### [SOURCE EXCERPT]
I will note once again that 389DS is to the best of my knowledge the only component in RHEL which performs multiple pam conversations per process, and this greatly increases its exposure to issues from attempting to dynamically unload libraries and reload them again.
I'll put this on needinfo until you can test the packages that are now in brew, as mentioned in bug 1003940.
I tested using this combination and found the fd leaks are still observed. # rpm -qa | egrep fprintd fprintd-0.1-21.git04fd09cfa.el6.x86_64 fprintd-debuginfo-0.1-21.git04fd09cfa.el6.x86_64 fprintd-pam-0.1-21.git04fd09cfa.el6.x86_64 Unfortunately, the answer was 'no'... > (In reply to Noriko Hosoi from comment #1) >> Hi Colin, >> Do you think this problem is related to Bug 1003940 (reassigned to fprintd)? >> Once we get a patched fprintd (fprintd-0.1-20.git04fd09cfa.el6.x86_64 + >> http://cgit.freedesktop.org/libfprint/fprintd/commit/ >> ?id=00ac488cde0f9b916d58af2c1d4f1ae9e05293d0), could this bug be fixed, as >> well? > Most likely it would also be fixed by that patch, yes.

### [DATA]
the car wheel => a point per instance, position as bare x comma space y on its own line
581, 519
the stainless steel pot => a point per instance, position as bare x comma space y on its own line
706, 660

### [WORK TO DO]
List each installed package shown in the rpm -qa output of the bug-report excerpt, giving its full name and version string.

### [FULL OUTPUT]
fprintd-0.1-21.git04fd09cfa.el6.x86_64
fprintd-debuginfo-0.1-21.git04fd09cfa.el6.x86_64
fprintd-pam-0.1-21.git04fd09cfa.el6.x86_64